RECORDED INFORMATION:
┌──
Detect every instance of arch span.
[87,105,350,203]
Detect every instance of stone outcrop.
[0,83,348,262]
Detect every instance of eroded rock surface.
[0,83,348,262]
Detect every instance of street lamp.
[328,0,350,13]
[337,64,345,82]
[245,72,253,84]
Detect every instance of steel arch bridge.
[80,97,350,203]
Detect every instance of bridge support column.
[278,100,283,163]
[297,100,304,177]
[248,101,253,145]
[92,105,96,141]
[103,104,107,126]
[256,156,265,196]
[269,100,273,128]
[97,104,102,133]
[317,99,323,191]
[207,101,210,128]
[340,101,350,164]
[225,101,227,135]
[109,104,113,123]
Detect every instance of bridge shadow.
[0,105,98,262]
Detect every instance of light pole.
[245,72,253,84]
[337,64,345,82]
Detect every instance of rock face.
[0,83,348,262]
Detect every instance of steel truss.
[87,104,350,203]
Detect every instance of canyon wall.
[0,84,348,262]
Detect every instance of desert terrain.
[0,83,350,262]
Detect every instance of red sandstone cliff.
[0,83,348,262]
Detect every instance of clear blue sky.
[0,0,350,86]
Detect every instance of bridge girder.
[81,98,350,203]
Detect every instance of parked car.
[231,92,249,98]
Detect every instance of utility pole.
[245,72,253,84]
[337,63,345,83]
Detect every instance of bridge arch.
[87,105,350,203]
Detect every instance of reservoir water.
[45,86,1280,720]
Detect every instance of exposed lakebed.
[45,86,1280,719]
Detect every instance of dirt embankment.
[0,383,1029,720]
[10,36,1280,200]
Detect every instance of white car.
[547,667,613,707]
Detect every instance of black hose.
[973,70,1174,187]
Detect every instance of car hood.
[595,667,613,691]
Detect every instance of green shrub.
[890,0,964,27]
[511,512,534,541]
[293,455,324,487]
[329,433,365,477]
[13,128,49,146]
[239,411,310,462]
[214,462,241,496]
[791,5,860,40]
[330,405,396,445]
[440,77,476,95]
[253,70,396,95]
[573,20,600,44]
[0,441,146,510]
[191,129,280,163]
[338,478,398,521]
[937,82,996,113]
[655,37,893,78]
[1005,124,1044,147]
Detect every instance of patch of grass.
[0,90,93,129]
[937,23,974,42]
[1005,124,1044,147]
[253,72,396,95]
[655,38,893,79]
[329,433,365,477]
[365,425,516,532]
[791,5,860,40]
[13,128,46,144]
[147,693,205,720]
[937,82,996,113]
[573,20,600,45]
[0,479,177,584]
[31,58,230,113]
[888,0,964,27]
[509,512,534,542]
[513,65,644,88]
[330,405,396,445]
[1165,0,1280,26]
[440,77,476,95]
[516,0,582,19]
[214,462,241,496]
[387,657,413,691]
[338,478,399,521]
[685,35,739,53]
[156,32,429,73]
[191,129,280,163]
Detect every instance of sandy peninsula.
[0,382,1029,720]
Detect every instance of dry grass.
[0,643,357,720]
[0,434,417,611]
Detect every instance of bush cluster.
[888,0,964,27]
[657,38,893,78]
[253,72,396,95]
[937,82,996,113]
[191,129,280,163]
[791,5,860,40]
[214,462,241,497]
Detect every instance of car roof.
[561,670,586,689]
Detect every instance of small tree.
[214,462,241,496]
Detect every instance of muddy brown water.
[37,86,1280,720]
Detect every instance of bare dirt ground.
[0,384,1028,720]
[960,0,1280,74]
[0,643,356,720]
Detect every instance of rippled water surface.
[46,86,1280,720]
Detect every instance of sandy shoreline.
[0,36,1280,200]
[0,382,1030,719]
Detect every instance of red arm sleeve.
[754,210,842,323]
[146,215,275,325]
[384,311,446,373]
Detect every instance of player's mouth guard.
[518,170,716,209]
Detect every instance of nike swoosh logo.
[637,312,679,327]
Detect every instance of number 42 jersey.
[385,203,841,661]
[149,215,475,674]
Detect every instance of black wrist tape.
└──
Please repeat all the items above, substituting "Locate" for "Detect" and leaving everything else unchanged.

Locate every instance of arch span.
[87,105,350,203]
Locate every instance of stone outcrop.
[0,83,348,262]
Locate every instance of eroded rock surface.
[0,83,348,262]
Locate every instance of street lamp.
[328,0,350,13]
[337,64,345,82]
[245,72,253,84]
Locate every instance of steel arch bridge.
[80,97,350,203]
Locate every instance of bridge support column.
[278,100,283,163]
[297,100,304,177]
[248,101,253,145]
[92,105,96,141]
[103,104,107,126]
[256,156,265,196]
[269,100,273,128]
[97,104,102,133]
[317,99,323,191]
[207,101,210,128]
[340,101,350,164]
[225,101,227,135]
[109,104,113,123]
Locate every instance of bridge shadow.
[0,105,98,262]
Locate every instance of light pole.
[245,72,253,84]
[337,64,345,82]
Locate every instance of rock face.
[0,83,348,262]
Locate every instance of steel truss.
[87,104,350,203]
Locate every instance of canyon wall.
[0,84,348,262]
Locate every instance of desert terrain.
[0,83,350,262]
Locate every instance of red sandstone cliff.
[0,83,348,262]
Locate every instance of clear blue sky.
[0,0,350,86]
Locate every instance of bridge girder.
[81,98,350,203]
Locate every instance of parked car.
[231,92,249,98]
Locate every instance of utility pole.
[245,72,253,84]
[337,63,345,83]
Locate every instance of bridge arch.
[87,105,350,203]
Locate every instance of reservoir water.
[45,86,1280,720]
Locate every instance of exposed lakebed.
[45,86,1280,719]
Locate every instance of dirt embankment.
[0,383,1029,720]
[10,36,1280,200]
Locate every instance of white car.
[547,667,613,707]
Locate every instance of black hose.
[973,70,1174,187]
Locate every instance of car hood.
[595,667,613,691]
Locate every instance of green shrub.
[890,0,964,27]
[511,512,534,541]
[293,455,324,487]
[329,433,365,477]
[13,128,49,146]
[239,411,310,462]
[214,462,241,496]
[791,5,860,40]
[330,405,396,445]
[440,77,476,95]
[253,70,396,95]
[573,20,600,44]
[0,441,146,510]
[191,129,280,163]
[338,478,398,521]
[937,82,996,113]
[655,37,893,78]
[1005,124,1044,147]
Locate every instance of patch of grass.
[0,90,93,129]
[937,23,974,42]
[1005,124,1044,147]
[253,72,396,95]
[655,38,893,79]
[329,433,365,477]
[365,425,516,532]
[791,5,860,40]
[13,128,46,144]
[147,693,205,720]
[937,82,996,113]
[573,20,600,45]
[0,479,177,584]
[31,58,230,113]
[888,0,964,27]
[509,512,534,542]
[513,65,644,88]
[330,405,396,445]
[1165,0,1280,26]
[440,77,476,95]
[516,0,582,19]
[214,462,241,496]
[387,657,413,691]
[338,478,399,521]
[685,35,739,53]
[156,32,429,73]
[191,129,280,163]
Locate every instance of sandy peninsula.
[0,382,1029,720]
Locate every instance of dry grass.
[0,643,357,720]
[0,434,417,611]
Locate every instance of bush cluster.
[888,0,964,27]
[657,38,893,78]
[253,72,396,95]
[937,82,996,113]
[191,129,280,163]
[791,5,860,40]
[214,462,241,497]
Locate every instance of car roof.
[561,670,586,689]
Locate every instance of small tree.
[214,462,241,496]
Locate every instance of muddy brown water.
[37,86,1280,720]
Locate every instance of bare dirt ground.
[0,384,1028,720]
[960,0,1280,74]
[0,643,356,720]
Locate every instance of rippled water surface.
[46,86,1280,720]
Locate every instance of sandy shoreline.
[0,36,1280,200]
[0,382,1030,719]
Locate every instance of red arm sleeve.
[754,210,842,323]
[146,215,275,325]
[384,311,446,373]
Locate every instance of player's mouth guard.
[518,170,716,209]
Locate every instance of nike swoosh logo.
[637,312,679,327]
Locate every instance of number 42 jersey.
[385,203,841,661]
[149,215,475,674]
Locate every instance of black wrist tape.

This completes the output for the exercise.